* Page extract:
2026
Alzheimer’s disease is characterized by decades-long accumulation of amyloid beta prior to cognitive decline, yet therapeutic strategies targeting amyloid after plaque formation have yielded limited clinical benefit. As such, identifying fundamental upstream drivers and mechanisms is an important objective for developing new therapies for AD.
Dr. Nedergaard believes that one such upstream driver of amyloid aggregation is dysfunction of the brain’s waste-clearance system. In the healthy brain, CSF transport operates as a highly organized, directional system with CSF production and drainage separated and distinct. The breakdown of this organized system, Dr. Nedergaard posits, is a targetable upstream driver of AD. Dr. Nedergaard and her team previously identified the subarachnoid lymphatic-like membrane (SLYM) as a structural organizer that maintains the separation and directionality of this system.
This project will define when and where the separation and directionality of the CSF flow fail across multiple AD mouse models and determine whether this dysfunction leads to amyloid plaque deposition. They will use transcriptome data to identify therapeutic target with the aim of prolonging SLYM integrity. These studies establish a mechanistic framework for AD as a disorder of CSF clearance failure and identify SLYM as a therapeutically actionable target.

* Supplied data:
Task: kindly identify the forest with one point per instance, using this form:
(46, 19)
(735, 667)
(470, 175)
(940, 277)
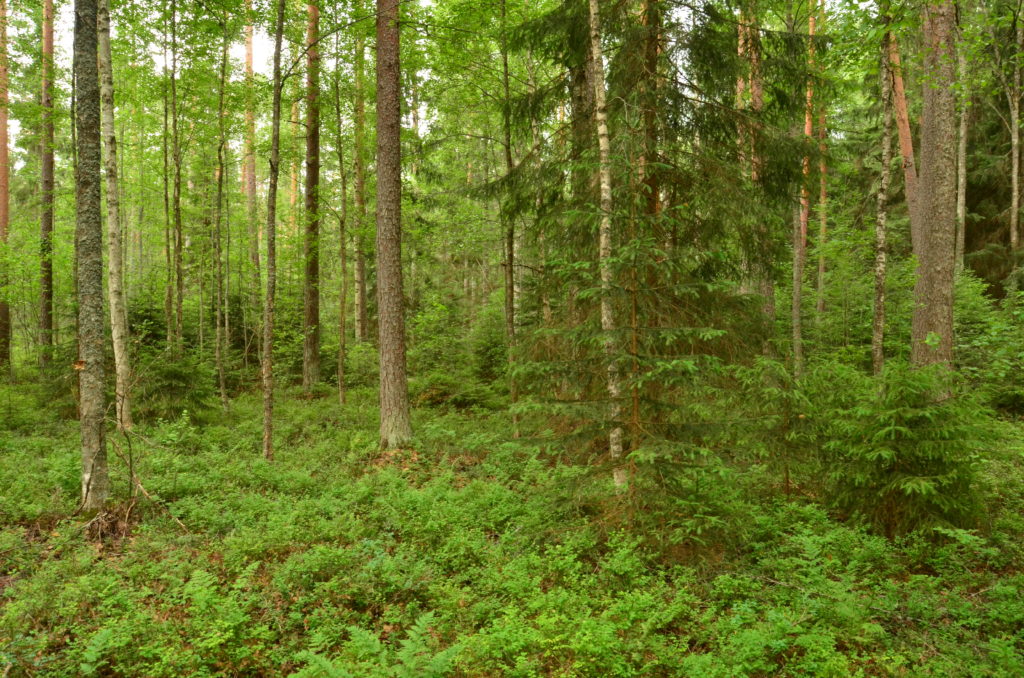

* Assignment: Repeat verbatim the portion of the Alzheimer's disease research summary starting with "Dr. Nedergaard believes" and going on through "of this system.".

* Answer:
Dr. Nedergaard believes that one such upstream driver of amyloid aggregation is dysfunction of the brain’s waste-clearance system. In the healthy brain, CSF transport operates as a highly organized, directional system with CSF production and drainage separated and distinct. The breakdown of this organized system, Dr. Nedergaard posits, is a targetable upstream driver of AD. Dr. Nedergaard and her team previously identified the subarachnoid lymphatic-like membrane (SLYM) as a structural organizer that maintains the separation and directionality of this system.